- _Problems_:
1. Copy out the home lab write-up word for word, from "You can skip" to "a maintenance window!".
2. Pick up the home lab write-up after its final sentence and carry it forward.

- _Document passage_:
State of the Lab as of today. Ag_node_1 is new, with a core i7 Haswell (Yay!), ag_node_2 is the same, still running CSVs off my ZFS box, and check it out, bottom right: a new host, SMB1:

Lab 2 - Daisetta Labs overview

SMB1 Detail:

 

labworks 2

2:1 Prepare the Physical Switch for Jumbo Frames

You can skip this section if all you have at your disposal is a dumb switch.

Commands below are off of a Cisco 2960s. Commands are similar on the new SG300 & 500 series Cisco switches. PowerConnect 5548 switches from Dell aren’t terribly different either, though I seem to recall you have you enable jumbo mtu on each port as well as the switch.

First we’re going to want to turn on Jumbo Frames, system-wide, which usually requires a reload of your switch, so schedule for a maintenance window!

daisettalabs.net(config)#system mtu jumbo 9198

You can run a show system mtu after the reload to be sure the switch is ready for the corpulent frames you will soon send its way:

daisettalabs.net#show system mtu

System MTU size is 1514 bytes
System Jumbo MTU size is 9198 bytes
System Alternate MTU size is 1514 bytes
Routing MTU size is 1514 bytes

2:2 Load Balancing & Failover

Load Balancing & Failover, or LBFO as it’s known, was the #1 feature I was looking forward to in Server 2012.

- _Supplied material_:
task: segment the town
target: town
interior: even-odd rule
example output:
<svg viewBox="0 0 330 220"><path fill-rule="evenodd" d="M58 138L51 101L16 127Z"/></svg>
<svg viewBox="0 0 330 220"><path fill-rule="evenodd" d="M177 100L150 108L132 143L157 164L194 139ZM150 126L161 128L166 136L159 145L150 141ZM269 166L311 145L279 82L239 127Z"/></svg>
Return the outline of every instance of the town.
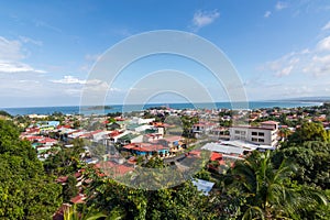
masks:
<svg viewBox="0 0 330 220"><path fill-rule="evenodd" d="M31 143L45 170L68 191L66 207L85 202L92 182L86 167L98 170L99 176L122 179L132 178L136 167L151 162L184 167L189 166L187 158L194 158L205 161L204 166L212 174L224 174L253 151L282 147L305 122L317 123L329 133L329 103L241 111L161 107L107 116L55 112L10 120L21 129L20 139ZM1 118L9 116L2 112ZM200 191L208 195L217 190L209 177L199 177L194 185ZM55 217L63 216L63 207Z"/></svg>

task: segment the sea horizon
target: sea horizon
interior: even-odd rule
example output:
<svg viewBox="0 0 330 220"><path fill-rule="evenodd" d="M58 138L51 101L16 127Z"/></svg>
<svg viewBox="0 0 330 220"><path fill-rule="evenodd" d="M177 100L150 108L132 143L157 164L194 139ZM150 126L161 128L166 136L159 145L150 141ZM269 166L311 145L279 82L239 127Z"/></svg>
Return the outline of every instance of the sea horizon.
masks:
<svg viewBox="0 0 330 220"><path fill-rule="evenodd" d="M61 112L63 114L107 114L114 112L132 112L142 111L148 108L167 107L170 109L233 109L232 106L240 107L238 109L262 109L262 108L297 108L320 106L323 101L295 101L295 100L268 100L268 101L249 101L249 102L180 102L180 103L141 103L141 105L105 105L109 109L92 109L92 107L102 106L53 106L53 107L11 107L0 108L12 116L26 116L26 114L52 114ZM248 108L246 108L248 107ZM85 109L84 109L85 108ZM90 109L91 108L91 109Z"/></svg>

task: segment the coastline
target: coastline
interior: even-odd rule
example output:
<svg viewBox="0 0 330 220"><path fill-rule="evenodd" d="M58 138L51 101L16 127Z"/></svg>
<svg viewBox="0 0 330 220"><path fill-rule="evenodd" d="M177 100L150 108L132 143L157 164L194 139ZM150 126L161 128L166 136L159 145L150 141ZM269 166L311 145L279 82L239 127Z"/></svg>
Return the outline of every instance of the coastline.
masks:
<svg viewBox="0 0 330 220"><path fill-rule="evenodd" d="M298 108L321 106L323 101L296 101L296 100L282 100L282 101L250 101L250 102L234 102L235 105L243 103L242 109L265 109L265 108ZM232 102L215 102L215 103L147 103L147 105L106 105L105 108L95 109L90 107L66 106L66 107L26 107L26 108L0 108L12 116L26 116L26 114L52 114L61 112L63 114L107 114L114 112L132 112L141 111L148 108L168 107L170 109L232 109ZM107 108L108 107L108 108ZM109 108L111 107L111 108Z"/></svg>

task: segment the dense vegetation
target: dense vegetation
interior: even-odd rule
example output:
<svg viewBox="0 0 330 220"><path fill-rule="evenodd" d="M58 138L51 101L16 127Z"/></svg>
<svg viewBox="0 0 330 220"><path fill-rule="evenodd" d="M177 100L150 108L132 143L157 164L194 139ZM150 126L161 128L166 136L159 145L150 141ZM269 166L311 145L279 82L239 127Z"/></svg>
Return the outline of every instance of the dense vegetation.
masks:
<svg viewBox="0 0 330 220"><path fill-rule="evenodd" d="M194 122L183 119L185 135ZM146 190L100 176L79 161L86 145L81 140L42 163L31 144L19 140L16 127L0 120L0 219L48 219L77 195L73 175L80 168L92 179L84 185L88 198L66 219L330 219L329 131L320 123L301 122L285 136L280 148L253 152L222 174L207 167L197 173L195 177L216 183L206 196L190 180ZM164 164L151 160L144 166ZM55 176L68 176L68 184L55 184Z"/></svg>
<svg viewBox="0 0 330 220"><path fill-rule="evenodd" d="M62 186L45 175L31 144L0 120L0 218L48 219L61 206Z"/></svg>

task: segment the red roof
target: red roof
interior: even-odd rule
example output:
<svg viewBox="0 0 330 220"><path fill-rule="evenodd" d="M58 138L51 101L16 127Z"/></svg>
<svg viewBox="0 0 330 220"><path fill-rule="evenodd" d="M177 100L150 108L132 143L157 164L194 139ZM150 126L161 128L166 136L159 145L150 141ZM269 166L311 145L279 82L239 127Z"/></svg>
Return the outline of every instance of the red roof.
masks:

* * *

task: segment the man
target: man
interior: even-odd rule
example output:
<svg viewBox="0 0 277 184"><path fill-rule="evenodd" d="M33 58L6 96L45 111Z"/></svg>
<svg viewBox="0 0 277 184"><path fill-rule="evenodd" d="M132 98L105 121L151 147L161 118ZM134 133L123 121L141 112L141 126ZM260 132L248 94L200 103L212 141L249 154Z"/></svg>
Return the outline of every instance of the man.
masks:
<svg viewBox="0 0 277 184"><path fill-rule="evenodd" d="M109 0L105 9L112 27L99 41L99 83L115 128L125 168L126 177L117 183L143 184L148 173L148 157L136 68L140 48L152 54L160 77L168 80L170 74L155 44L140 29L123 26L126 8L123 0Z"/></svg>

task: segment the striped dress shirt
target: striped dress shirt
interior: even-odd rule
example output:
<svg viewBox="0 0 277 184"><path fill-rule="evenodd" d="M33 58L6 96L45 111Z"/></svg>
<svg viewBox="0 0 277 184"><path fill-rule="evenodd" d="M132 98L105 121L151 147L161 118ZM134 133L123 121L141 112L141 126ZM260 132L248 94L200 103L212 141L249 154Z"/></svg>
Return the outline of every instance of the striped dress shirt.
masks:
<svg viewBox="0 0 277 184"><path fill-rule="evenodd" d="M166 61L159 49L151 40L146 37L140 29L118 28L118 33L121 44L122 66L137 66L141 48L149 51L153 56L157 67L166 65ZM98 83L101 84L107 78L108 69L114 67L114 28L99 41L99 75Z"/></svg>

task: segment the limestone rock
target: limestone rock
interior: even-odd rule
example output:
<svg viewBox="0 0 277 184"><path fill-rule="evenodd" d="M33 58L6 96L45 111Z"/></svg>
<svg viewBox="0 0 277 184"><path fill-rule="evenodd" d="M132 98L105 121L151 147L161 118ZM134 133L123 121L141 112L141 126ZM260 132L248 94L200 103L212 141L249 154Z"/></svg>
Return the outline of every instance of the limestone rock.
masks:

- _Answers for the exercise_:
1.
You can skip this section if all you have at your disposal is a dumb switch.

Commands below are off of a Cisco 2960s. Commands are similar on the new SG300 & 500 series Cisco switches. PowerConnect 5548 switches from Dell aren’t terribly different either, though I seem to recall you have you enable jumbo mtu on each port as well as the switch.

First we’re going to want to turn on Jumbo Frames, system-wide, which usually requires a reload of your switch, so schedule for a maintenance window!

2.
And boy did Microsoft deliver.

LBFO is a driver/framework that takes whatever NICs you have, “teams” them, applies a mature & resilient multiplexor driver to them, and gives you redundancy & performance in just a few clicks or powershell cmdlets. Let’s do GUI for the team, and later on, we’ll use Powershell to build a switch on that team.

Sidenote: Don’t bother applying IP addresses, VLANs to your LBFO-destined physical NICs at this point. Do bother installing your manufacturer’s latest driver, or hacking one on as I’ve had to do with my new ag_node_1 Intel NIC. (SideSideNote: as this blogger states, Intel can eat a bag of d**** for dropping so many NICs from Server 2012 support. Broadcom, for all the hassles I’ve had with them, still updates drivers on four year old cards!)

On SMB1 from the above schematic, I’ve got five gigabit NICs. One is a RealTek on the motherboard, and the other four are Intel; 1-4 on a PCIe Quad Gigabit network card, i350 x4 I believe.

nics1

The RealTek NIC has a static IP and is my management interface for the purposes of this labworks. We’ll only be teaming the four Intel NICs here. Be sure to leave at least one of your NICs out of the LBFO team unless you are sitting in front of your server console; you can always add it in later.

Launch Server Manager in the GUI and click on “All Servers,” then right click on SMB1 and select Configure NIC Teaming:

nics2

A new window will emerge,titled, NIC Teaming.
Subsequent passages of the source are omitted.